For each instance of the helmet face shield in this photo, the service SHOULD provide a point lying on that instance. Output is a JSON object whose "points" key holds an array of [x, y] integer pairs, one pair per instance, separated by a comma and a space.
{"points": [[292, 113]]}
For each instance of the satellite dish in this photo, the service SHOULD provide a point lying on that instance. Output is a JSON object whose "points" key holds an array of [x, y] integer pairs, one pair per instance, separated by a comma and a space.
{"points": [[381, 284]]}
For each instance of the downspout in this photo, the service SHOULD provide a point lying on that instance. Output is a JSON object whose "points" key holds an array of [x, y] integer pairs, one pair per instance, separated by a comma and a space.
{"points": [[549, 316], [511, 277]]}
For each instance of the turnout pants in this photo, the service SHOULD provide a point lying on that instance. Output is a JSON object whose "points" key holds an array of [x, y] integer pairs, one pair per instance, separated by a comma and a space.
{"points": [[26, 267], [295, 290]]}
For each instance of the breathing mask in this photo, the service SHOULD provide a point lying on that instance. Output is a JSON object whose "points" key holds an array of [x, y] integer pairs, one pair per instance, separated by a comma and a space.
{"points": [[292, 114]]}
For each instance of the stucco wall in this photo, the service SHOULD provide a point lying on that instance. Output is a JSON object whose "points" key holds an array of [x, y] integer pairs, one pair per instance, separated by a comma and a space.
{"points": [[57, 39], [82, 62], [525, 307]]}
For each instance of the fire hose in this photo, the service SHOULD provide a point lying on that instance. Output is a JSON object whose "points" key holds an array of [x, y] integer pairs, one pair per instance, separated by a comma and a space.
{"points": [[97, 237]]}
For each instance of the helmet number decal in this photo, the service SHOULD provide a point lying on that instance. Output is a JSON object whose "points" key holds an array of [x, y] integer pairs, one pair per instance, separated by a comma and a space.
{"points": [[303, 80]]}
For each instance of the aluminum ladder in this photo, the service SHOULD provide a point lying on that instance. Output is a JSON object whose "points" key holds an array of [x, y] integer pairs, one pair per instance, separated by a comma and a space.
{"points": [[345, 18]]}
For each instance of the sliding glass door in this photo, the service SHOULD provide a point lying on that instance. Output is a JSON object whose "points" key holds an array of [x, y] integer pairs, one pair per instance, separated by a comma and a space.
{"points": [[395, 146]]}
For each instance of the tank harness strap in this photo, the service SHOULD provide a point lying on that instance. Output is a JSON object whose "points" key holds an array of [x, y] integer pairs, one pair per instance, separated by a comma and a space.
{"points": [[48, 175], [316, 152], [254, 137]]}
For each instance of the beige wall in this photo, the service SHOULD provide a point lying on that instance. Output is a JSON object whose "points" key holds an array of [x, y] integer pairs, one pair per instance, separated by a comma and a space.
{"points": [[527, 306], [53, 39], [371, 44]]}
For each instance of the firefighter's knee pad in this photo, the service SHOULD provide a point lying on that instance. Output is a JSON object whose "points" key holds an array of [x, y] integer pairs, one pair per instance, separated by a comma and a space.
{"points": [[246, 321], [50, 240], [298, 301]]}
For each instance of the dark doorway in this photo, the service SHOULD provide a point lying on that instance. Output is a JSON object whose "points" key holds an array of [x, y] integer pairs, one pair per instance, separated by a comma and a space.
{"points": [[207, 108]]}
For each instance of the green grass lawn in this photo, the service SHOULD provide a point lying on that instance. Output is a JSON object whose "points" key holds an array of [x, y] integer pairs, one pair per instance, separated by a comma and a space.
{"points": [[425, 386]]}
*****
[TASK]:
Arrange all of the entries above as a two-column CSV with the header columns entry_text and answer. Give one row per entry, with its text and its answer each in a single quoted field and any line breaks replaced by spaces.

[RESPONSE]:
entry_text,answer
"For each instance of the helmet face shield in this photo, the service SHOULD provide a point lying on that instance. Output is a JSON object whose ""points"" key holds an array of [x, y] integer pairs, one pair per instance, separated by a comma and a space.","{""points"": [[292, 113]]}"
"For each instance of the satellite dish in this photo, the service SHOULD provide a point lying on that instance. Output is a JSON object whose ""points"" key holds an array of [x, y] integer pairs, one pair per instance, separated by a comma and a space.","{""points"": [[381, 284]]}"
"For each instance of the downspout in this photo, the service SHOULD provide a point lying on that instance. Output is a JSON object whose ""points"" key holds an array of [x, y] integer pairs, one pair per instance, separated by a comma and a space.","{""points"": [[549, 316], [511, 277]]}"
"For each instance of the turnout pants in this photo, the service SHOULD provide a point lying on that instance. Output is a JSON object whose ""points"" key holds an array of [x, y] integer pairs, one pair per instance, separated by a comma and a space.","{""points"": [[26, 267], [295, 290]]}"
"For each instance of the breathing mask in this photo, the service SHOULD provide a point lying on that instance. Output is a JSON object whose ""points"" key holds an array of [x, y] integer pairs, one pair per instance, separated by a comma and a space.","{""points"": [[292, 114]]}"
"For each instance of the stucco wall in this photo, the service SHOULD provide a point lying on that instance. Output is a JSON object whose ""points"" key holds an array of [x, y] integer pairs, one pair per instance, separated by a comma and a space.","{""points"": [[57, 39], [82, 62], [525, 307]]}"
"For each instance of the fire hose in this photo, the service SHOULD provide a point lying on that instance. Output is a JSON object whose ""points"" key holds an array of [x, y] integer pairs, one pair per instance, separated by a comma and a space.","{""points"": [[97, 237]]}"
"For each instance of the helmet number decal in this photo, the service SHOULD provide a point lying on that instance. Output is a JSON object whose ""points"" key holds an array of [x, y] integer pairs, one pair per instance, separated by a comma and a space.","{""points"": [[303, 80]]}"
"For each instance of the aluminum ladder in this photo, the service SHOULD provide a point lying on that instance. Output is a JSON object whose ""points"" key holds an array of [x, y] integer pairs, one pair per instance, separated by a comma and a space.","{""points"": [[345, 18]]}"
"For each instance of the sliding glass door in this photo, the service SHOULD provide a point lying on that instance. Output is a JSON object whose ""points"" key holds an array of [x, y] integer pairs, one pair per instance, separated by a comma and a space.","{""points"": [[395, 146]]}"
"For each instance of the tank harness strap in this photo, the service SHOULD provide a point lying on that instance. Output is a JSON object whose ""points"" key holds an array of [x, y] integer pairs, one pair per instance, separated by a comma and a space.","{""points"": [[48, 175], [316, 152], [254, 137]]}"
"For each instance of the beige wall in this photo, the service SHOULD provide a point lying on that instance. Output is a JSON object whose ""points"" key holds an array of [x, y] integer pairs, one pair per instance, separated by a comma and a space.","{""points"": [[527, 306], [53, 39], [371, 44]]}"
"For each instance of the firefighter's knee pad in this photo, the service SHOULD provide a point lying on that instance. Output is a JSON object whose ""points"" key holds an array of [x, y] integer pairs, one pair per instance, separated by a comma and a space.","{""points"": [[246, 321], [50, 240], [298, 301]]}"
"For each instance of the dark doorway in this photo, the service SHOULD provide a point lying on that instance. Output is a JSON object whose ""points"" key holds an array of [x, y] integer pairs, one pair per instance, separated by a comma and a space.","{""points"": [[207, 108]]}"
"For each instance of the green grass lawn in this photo, the service SHOULD provide a point lying on that instance. Output is a JSON object whose ""points"" key holds an array of [x, y] integer pairs, one pair per instance, separated by a comma and a space.","{""points"": [[425, 386]]}"